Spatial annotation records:
________________________________________

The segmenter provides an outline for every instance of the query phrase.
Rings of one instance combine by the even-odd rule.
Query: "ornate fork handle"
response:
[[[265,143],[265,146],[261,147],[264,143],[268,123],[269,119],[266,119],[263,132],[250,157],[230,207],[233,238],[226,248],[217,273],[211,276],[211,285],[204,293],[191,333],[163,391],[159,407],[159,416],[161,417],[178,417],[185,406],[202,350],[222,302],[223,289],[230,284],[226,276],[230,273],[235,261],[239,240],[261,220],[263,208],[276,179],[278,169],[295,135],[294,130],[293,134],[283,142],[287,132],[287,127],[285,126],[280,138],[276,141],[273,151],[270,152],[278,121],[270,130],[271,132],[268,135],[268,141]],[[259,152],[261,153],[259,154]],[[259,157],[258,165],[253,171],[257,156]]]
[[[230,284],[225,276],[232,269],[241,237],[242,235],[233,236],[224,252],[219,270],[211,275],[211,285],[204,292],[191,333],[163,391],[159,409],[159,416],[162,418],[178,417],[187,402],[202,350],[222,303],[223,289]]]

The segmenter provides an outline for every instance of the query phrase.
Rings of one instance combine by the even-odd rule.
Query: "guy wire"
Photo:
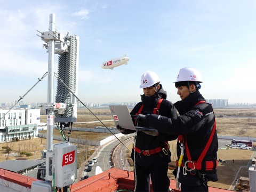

________________________________________

Reproduce every row above word for word, leaving out the pictures.

> Answer for the task:
The segmenter provides an outline for every instance of the query phrase.
Rings of one instance combine by the even-odd rule.
Query: "ornate fork handle"
response:
[[[265,143],[265,146],[261,147],[264,143],[268,123],[269,119],[266,119],[263,132],[250,157],[230,207],[233,238],[226,248],[217,273],[211,276],[211,285],[204,293],[191,333],[163,391],[159,407],[159,416],[161,417],[178,417],[185,406],[202,350],[222,302],[223,289],[230,284],[226,276],[230,273],[235,261],[239,240],[261,220],[263,208],[276,179],[278,169],[295,135],[294,130],[293,134],[283,142],[287,132],[287,127],[285,126],[280,138],[276,141],[273,151],[270,152],[278,121],[270,130],[271,132],[268,135],[268,141]],[[259,152],[261,153],[259,154]],[[259,157],[258,165],[253,171],[257,156]]]
[[[230,284],[225,276],[232,269],[241,237],[242,235],[233,236],[224,252],[219,270],[211,275],[211,285],[204,292],[191,333],[163,391],[159,409],[159,416],[162,418],[178,417],[187,402],[202,350],[222,303],[223,289]]]

The segmenter provides an outline for every instance of the query phrase.
Rings of one instance combine by the even-odd rule.
Query: "guy wire"
Photo:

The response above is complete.